▸ Exercise data:
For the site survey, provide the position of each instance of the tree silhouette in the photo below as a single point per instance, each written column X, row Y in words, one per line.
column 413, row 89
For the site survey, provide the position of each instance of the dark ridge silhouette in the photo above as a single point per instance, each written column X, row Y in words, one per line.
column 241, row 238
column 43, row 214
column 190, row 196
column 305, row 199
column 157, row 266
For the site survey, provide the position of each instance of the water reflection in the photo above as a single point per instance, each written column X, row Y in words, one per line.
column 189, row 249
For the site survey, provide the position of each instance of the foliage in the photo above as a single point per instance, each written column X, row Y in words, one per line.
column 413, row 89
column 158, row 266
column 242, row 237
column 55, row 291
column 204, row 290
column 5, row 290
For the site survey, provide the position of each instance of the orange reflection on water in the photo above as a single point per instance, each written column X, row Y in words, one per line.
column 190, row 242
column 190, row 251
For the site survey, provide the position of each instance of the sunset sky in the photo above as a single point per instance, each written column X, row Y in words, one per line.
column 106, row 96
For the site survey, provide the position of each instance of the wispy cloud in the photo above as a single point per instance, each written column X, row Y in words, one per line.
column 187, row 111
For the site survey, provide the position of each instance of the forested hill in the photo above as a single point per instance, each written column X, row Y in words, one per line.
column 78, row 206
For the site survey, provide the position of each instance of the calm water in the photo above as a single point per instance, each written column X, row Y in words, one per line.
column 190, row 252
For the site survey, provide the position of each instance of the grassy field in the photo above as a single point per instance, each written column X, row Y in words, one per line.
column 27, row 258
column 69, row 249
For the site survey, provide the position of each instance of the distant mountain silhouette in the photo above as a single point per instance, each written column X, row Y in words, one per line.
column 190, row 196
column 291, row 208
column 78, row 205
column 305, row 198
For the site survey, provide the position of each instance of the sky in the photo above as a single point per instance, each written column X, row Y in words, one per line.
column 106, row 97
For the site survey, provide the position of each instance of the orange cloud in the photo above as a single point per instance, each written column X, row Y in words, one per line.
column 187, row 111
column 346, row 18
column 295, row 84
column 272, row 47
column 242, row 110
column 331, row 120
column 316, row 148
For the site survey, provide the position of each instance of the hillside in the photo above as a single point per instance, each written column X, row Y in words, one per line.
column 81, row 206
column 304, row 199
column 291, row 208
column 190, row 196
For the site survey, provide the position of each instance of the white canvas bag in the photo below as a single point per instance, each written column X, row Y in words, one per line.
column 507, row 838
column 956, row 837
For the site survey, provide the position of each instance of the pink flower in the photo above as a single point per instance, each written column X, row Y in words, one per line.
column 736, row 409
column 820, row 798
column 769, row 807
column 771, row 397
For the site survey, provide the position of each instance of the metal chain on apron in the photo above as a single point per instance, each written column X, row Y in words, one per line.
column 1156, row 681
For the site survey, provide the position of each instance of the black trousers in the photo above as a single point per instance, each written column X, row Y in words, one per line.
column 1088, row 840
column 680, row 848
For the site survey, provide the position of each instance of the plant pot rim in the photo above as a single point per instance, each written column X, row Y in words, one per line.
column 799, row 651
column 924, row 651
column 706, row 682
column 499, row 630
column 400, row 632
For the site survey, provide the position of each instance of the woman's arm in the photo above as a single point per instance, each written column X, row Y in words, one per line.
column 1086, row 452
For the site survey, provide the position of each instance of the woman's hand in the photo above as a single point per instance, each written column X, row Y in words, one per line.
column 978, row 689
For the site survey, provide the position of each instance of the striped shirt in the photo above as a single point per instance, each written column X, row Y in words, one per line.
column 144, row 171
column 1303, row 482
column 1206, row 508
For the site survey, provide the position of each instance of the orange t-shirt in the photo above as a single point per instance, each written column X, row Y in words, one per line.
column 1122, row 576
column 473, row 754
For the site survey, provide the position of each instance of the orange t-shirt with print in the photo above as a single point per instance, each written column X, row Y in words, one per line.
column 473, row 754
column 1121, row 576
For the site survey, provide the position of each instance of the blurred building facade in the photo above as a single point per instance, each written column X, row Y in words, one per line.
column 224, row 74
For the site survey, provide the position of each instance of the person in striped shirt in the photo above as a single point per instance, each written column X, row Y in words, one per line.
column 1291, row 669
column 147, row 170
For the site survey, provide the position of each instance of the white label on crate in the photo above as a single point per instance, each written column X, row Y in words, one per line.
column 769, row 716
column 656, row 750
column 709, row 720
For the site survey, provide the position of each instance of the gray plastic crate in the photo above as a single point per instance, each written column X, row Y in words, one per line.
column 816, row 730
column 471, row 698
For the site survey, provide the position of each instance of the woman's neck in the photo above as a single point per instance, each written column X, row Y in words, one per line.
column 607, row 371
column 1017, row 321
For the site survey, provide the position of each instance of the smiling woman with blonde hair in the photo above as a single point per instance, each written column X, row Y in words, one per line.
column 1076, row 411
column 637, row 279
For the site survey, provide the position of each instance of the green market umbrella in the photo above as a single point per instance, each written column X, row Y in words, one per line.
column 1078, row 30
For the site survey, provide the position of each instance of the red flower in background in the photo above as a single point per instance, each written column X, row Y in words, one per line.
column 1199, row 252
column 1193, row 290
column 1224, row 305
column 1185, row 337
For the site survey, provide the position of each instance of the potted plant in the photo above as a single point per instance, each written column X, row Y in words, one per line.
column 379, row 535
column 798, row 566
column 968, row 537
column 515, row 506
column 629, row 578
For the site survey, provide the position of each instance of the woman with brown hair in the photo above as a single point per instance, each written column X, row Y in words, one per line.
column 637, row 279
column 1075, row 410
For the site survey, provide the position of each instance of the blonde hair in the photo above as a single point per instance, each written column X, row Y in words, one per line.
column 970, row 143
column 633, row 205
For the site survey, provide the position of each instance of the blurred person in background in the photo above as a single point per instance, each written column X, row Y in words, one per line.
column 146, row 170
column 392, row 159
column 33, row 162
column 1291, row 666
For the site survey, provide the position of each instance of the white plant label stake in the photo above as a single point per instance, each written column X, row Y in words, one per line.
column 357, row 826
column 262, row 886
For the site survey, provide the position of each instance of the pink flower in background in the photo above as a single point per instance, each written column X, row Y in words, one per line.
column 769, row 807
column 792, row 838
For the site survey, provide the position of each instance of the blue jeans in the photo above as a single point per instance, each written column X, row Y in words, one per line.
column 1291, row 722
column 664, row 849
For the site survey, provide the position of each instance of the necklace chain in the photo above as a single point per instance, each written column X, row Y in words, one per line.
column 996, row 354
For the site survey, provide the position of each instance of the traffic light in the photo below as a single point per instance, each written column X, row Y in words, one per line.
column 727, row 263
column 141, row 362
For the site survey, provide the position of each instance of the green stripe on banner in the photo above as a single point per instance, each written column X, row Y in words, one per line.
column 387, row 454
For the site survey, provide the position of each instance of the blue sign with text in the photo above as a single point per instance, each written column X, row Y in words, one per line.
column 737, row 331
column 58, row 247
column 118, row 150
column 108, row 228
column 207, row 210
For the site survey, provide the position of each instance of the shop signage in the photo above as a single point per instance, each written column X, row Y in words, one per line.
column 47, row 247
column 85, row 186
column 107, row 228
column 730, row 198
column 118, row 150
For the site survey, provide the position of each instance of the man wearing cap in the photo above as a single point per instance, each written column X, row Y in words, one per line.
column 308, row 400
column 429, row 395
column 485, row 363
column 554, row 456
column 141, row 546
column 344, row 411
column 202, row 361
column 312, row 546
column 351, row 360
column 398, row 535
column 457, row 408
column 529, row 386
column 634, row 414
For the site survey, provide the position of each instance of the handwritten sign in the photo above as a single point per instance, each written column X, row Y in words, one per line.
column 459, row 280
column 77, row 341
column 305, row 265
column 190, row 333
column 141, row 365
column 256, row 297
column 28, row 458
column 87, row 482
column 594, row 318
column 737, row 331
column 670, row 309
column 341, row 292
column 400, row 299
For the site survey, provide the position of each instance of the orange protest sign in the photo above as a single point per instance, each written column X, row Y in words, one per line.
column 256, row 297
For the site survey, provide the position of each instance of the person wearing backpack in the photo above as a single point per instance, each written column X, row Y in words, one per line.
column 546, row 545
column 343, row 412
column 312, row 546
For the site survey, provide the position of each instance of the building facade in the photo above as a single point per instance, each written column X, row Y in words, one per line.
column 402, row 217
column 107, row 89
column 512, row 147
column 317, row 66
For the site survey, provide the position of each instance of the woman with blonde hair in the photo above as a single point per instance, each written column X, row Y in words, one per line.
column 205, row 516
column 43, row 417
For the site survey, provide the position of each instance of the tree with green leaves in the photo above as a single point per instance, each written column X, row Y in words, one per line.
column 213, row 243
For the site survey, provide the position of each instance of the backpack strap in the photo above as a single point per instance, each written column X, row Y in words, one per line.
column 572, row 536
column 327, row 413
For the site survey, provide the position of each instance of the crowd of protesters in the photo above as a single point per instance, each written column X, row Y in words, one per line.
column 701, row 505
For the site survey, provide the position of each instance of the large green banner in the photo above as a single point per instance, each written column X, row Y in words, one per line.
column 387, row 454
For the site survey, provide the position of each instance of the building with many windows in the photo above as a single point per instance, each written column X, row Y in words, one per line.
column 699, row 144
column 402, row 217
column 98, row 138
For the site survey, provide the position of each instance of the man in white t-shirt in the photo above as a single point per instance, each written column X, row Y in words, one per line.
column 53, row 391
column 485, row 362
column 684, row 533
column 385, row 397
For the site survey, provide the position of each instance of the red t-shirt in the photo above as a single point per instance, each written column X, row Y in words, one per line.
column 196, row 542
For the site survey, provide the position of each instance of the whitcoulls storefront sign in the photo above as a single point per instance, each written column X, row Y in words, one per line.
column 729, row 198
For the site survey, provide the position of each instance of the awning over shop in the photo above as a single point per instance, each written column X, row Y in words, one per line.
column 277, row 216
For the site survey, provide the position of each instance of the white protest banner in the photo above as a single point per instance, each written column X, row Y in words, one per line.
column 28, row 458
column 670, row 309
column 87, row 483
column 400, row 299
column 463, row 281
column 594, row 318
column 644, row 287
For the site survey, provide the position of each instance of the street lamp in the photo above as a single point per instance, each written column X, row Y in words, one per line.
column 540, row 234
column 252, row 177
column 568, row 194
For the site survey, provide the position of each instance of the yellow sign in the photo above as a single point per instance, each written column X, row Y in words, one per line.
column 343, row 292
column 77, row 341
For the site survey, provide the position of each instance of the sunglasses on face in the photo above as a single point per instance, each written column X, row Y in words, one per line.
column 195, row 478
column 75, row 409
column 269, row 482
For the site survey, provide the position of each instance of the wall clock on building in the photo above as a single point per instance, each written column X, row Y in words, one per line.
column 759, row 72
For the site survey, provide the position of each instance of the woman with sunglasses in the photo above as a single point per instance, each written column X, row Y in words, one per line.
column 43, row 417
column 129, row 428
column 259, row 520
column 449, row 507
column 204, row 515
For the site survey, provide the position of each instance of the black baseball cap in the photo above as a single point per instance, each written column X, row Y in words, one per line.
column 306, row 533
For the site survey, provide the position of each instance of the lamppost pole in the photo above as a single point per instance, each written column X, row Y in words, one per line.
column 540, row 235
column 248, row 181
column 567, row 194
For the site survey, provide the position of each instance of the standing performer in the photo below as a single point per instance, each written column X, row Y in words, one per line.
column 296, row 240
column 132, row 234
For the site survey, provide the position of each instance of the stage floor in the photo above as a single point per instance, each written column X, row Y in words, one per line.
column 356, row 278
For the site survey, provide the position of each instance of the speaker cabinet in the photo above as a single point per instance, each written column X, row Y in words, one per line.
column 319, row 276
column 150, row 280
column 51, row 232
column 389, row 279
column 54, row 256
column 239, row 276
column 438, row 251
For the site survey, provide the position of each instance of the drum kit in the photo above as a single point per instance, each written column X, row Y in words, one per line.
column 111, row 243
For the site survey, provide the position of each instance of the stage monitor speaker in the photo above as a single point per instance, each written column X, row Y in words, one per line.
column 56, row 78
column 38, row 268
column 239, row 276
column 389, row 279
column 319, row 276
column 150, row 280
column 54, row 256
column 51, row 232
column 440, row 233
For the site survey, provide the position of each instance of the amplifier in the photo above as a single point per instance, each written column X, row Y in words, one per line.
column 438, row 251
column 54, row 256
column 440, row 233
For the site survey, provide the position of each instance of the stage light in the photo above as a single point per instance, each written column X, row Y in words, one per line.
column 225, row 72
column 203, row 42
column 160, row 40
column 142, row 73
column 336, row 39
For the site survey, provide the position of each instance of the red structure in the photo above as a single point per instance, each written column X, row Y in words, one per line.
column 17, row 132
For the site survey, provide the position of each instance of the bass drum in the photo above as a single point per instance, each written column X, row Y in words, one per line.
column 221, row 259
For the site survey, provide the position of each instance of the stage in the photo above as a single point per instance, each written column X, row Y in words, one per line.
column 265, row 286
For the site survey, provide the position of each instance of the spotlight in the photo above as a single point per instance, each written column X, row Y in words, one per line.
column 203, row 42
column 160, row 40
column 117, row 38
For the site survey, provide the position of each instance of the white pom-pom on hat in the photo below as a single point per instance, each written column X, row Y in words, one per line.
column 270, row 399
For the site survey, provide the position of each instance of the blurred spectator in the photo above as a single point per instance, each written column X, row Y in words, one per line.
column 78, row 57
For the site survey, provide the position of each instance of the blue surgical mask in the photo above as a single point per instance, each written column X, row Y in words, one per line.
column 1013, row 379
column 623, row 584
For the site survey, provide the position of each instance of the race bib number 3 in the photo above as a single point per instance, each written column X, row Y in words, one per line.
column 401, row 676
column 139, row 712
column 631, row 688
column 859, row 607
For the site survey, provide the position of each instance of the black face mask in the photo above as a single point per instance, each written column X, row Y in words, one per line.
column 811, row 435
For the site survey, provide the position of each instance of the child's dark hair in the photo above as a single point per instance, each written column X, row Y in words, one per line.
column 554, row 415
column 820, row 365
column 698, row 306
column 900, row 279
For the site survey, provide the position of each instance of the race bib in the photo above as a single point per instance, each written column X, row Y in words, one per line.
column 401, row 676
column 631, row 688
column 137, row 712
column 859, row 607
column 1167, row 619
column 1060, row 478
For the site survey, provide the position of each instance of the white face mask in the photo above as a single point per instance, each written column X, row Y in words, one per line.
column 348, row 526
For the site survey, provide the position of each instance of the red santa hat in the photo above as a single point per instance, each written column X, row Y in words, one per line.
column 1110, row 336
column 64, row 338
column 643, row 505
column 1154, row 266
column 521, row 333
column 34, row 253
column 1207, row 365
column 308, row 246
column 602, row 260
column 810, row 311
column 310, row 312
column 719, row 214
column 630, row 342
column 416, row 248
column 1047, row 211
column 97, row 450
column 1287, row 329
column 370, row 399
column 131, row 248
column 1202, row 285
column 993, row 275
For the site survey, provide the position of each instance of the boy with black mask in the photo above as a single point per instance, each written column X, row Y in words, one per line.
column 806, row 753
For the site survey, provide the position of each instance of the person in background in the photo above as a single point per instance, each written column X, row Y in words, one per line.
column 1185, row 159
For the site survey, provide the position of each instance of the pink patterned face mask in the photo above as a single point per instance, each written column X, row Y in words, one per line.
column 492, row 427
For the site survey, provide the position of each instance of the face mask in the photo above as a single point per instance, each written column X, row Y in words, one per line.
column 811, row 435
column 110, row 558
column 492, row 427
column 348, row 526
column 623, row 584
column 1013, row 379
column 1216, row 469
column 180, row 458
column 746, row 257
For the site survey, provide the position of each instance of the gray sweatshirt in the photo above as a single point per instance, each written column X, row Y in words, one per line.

▸ Task item:
The line containing "the red santa" and every line after it, through the last one above, should be written out word for word.

▸ Output for this task:
For the site survey, provide the position of each instance of the red santa hat in the photo above as a single point per instance, each written column X, row Y in words, one per line.
column 1110, row 336
column 64, row 338
column 643, row 505
column 1154, row 266
column 521, row 333
column 34, row 253
column 1207, row 365
column 308, row 246
column 602, row 260
column 810, row 311
column 310, row 312
column 719, row 214
column 630, row 342
column 416, row 248
column 1047, row 211
column 97, row 450
column 1287, row 329
column 370, row 399
column 131, row 248
column 1202, row 285
column 993, row 275
For the site survey, provide the position of each instance of the boy with black mask in the photo above as a single point per instance, each written column X, row Y in words, one per line.
column 806, row 753
For the site survey, provide the position of each instance of the person in background in the photo above as a single point per instance, each written column X, row Y in words, one per line.
column 1185, row 159
For the site survey, provide the position of each instance of the pink patterned face mask in the photo above as a single point per instance, each written column X, row Y in words, one per line.
column 492, row 427
For the site survey, provide the position of each instance of the face mask in the photo above as a single point per instance, each written column X, row Y in words, one per line.
column 811, row 435
column 110, row 558
column 492, row 427
column 348, row 526
column 623, row 584
column 1013, row 379
column 1216, row 469
column 180, row 458
column 746, row 257
For the site survey, provide the position of each instance of the gray sweatshirt in the photo above as a single point per instance, each written column X, row Y in words, one per line.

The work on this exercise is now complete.